======== Textauszug
Die Sozialdemokratie in den Landtagen

Die SPD stellt 220 Abgeordnete in den Landesparlamenten

Bericht der »Volkswacht« für Schlesien, Posen und die Nachbargebiete vom 4. April 1914 über den »reaktionären« preußischen Landtag.

Bericht der »Volkswacht« für Schlesien, Posen und die Nachbargebiete vom 4. April 1914 über den »reaktionären« Preußischen Landtag.

Dem Bericht des SPD-Parteivorstands vom 31. März nach war die Sozialdemokratie im Frühjahr 1914 mit 220 Abgeordneten in den Landtagen vertreten: 30 Abgeordnete in Bayern, 25 in Sachsen, 20 in Hamburg, 17 in Württemberg, 16 in Bremen, 13 in Baden, 13 in Lübeck, 11 in Oldenburg, 11 in Elsass-Lothringen, 10 in Preußen, 9 in Sachsen-Meiningen, 9 in Schwarzburg-Rudolstadt, 8 in Gotha, 8 in Hessen, 7 in Sachsen-Altenburg, 4 in Sachsen-Weimar, 3 im Fürstentum Reuß ältere Linie, 2 im Fürstentum Reuß jüngere Linie und jeweils 1 Abgeordneter in Anhalt, in Schaumburg-Lippe, in Lippe und in Schwarzburg-Sondershausen. In den Städten und Gemeinden stellte die SPD insgesamt 11.880 Volksvertreter, wobei das Dreiklassenwahlrecht in Preußen auch auf kommunaler Ebene eine reaktionäre Barriere darstellte.[1]

Ein schwerer Stand im ›Dreiklassenparlament‹: die Sozialdemokraten im preußischen Landtag 1913.

Ein schwerer Stand im ›Dreiklassenparlament‹: die Sozialdemokraten im Preußischen Landtag 1913. Rechte: frei.
================
======== Erfasste Daten
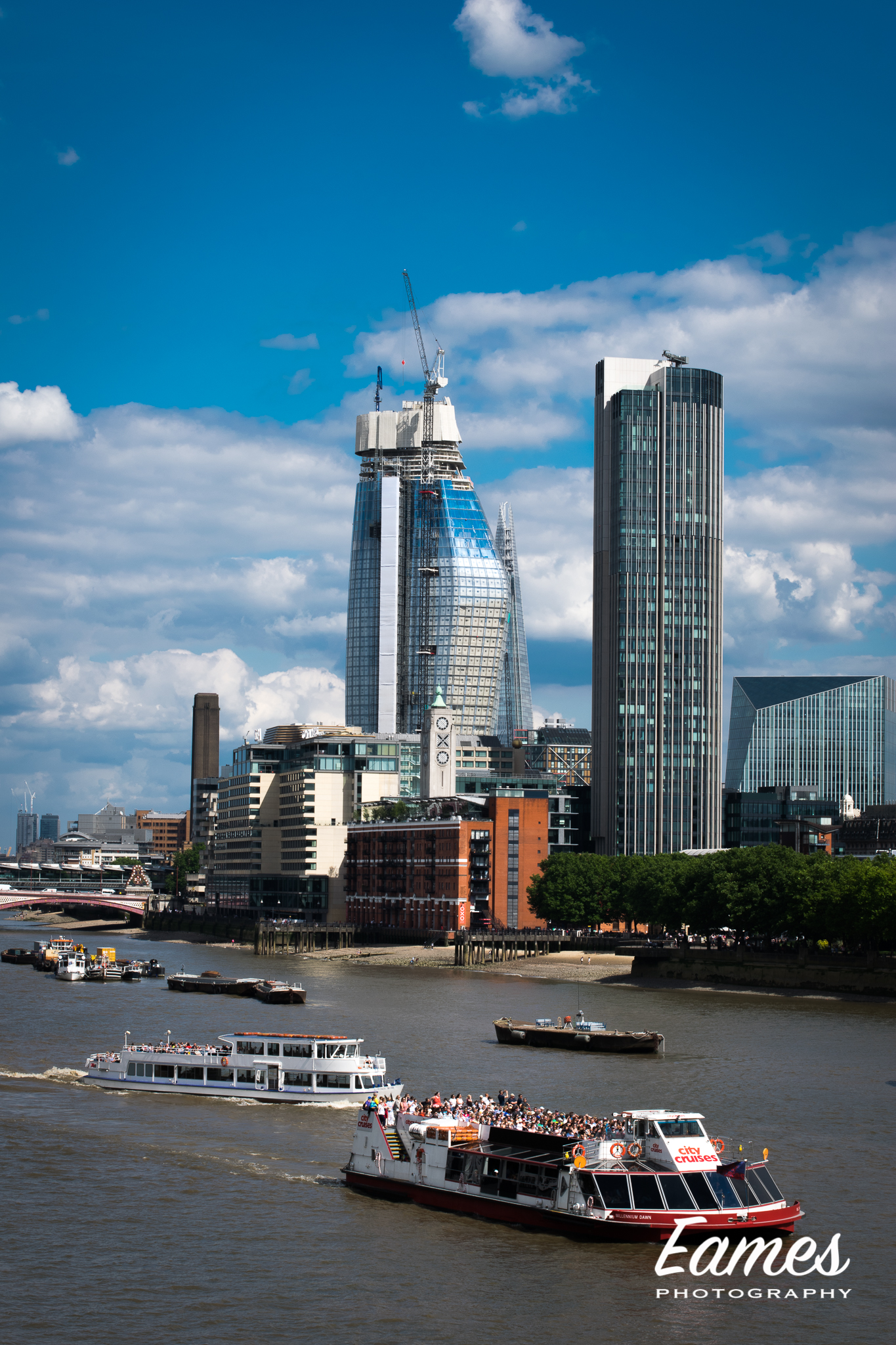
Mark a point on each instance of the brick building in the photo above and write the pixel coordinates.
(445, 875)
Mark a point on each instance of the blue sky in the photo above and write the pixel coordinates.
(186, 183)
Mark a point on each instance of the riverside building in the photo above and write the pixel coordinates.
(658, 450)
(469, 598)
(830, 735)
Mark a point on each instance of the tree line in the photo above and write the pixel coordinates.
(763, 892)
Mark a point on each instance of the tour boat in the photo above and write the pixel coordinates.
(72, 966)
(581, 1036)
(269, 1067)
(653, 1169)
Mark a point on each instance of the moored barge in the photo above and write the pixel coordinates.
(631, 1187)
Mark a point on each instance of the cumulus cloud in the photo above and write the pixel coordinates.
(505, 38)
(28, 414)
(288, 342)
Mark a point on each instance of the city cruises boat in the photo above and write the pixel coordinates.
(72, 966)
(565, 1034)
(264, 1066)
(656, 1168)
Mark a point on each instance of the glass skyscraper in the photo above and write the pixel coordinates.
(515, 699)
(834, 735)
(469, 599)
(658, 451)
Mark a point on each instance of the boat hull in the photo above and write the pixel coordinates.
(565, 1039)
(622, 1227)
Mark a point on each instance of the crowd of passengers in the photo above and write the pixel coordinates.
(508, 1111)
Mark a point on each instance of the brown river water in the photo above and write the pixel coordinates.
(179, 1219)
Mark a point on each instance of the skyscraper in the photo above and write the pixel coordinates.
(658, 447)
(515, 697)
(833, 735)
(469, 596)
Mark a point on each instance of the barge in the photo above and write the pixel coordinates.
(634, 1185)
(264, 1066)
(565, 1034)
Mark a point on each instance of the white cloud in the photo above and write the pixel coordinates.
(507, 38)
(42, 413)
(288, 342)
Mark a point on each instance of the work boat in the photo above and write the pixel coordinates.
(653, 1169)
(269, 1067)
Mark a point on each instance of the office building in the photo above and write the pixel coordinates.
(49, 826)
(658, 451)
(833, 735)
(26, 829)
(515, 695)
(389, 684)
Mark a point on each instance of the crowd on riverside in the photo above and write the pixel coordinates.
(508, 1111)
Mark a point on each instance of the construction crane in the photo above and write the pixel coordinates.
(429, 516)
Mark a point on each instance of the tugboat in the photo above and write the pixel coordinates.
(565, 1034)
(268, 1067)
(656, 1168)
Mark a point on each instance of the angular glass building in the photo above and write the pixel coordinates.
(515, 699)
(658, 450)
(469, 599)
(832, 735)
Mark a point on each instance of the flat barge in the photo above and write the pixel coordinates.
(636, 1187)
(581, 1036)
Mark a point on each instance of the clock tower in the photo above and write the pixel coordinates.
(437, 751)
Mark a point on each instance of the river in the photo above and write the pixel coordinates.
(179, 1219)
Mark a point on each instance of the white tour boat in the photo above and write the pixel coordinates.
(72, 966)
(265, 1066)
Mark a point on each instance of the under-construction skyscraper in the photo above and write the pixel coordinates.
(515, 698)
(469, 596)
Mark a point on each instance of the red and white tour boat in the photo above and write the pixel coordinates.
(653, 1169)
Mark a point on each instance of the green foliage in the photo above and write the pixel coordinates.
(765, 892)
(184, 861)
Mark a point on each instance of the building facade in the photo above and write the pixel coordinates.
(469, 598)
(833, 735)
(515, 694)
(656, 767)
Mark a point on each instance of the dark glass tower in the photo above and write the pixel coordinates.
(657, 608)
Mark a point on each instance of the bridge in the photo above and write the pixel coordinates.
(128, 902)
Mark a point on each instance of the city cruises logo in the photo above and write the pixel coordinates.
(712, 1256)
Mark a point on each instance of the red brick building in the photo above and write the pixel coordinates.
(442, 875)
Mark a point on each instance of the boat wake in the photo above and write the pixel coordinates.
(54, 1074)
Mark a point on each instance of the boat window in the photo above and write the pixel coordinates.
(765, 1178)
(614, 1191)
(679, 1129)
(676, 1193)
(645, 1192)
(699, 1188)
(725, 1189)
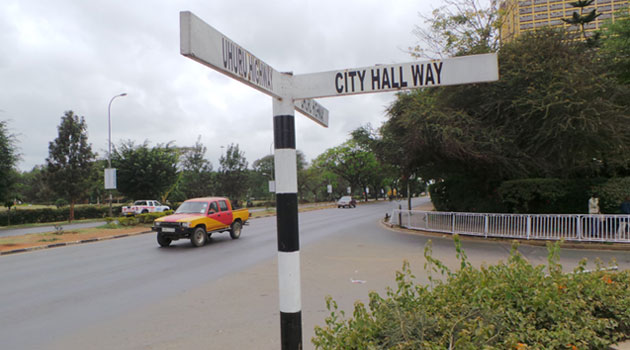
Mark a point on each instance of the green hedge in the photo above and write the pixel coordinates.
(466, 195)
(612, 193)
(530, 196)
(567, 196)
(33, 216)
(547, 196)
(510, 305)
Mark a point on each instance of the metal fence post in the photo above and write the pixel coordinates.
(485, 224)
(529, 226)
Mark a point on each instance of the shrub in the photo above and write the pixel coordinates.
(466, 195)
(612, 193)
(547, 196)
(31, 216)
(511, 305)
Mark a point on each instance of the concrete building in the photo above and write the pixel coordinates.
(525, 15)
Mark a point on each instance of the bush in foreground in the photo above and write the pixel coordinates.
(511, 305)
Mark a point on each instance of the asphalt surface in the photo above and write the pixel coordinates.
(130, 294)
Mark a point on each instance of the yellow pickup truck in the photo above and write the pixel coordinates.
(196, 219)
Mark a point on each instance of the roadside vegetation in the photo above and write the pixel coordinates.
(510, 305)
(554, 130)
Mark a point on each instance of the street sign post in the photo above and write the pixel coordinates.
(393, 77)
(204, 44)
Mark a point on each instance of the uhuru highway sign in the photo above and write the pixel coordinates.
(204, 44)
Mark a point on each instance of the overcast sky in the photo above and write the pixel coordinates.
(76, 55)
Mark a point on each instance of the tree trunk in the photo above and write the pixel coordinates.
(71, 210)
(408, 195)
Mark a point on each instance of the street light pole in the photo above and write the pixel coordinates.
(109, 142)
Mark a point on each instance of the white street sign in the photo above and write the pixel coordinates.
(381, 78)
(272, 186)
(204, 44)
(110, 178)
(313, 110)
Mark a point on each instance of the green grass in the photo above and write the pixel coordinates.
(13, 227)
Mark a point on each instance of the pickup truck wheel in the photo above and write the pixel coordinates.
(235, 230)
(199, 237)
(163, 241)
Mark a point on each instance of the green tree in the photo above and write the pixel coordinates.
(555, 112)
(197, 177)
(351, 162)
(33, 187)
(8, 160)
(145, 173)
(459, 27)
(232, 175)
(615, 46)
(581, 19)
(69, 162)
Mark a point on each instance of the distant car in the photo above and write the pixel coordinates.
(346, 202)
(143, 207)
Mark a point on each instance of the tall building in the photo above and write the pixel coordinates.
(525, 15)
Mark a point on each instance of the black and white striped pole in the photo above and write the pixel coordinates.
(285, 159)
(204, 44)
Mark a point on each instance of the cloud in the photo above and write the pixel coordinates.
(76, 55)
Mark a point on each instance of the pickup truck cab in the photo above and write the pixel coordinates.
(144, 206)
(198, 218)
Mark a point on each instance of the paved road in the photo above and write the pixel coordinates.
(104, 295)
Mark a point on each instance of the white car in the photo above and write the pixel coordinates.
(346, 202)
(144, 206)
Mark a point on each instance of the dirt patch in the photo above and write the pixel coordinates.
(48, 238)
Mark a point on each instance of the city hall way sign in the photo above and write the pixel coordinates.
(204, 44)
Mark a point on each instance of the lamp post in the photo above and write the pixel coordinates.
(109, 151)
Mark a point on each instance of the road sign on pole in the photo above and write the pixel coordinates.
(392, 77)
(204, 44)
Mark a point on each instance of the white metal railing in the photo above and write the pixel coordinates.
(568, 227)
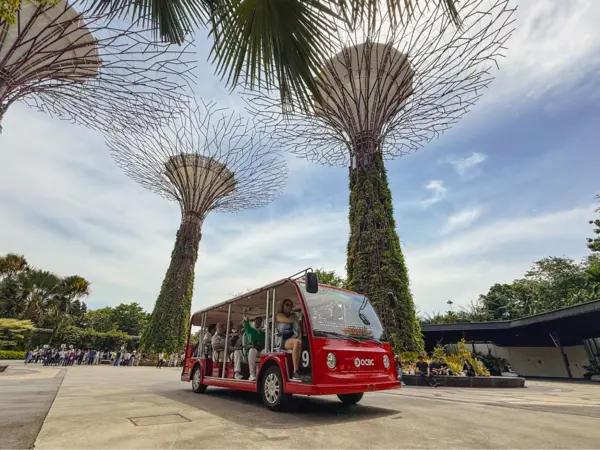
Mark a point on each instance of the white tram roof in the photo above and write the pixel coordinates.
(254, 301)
================
Aufgabenstellung: Wie viele Volksvertreter stellte die SPD laut dem Text über die Sozialdemokratie in den Landtagen insgesamt in den Städten und Gemeinden?

Antwort: Die SPD stellte in den Städten und Gemeinden insgesamt 11.880 Volksvertreter.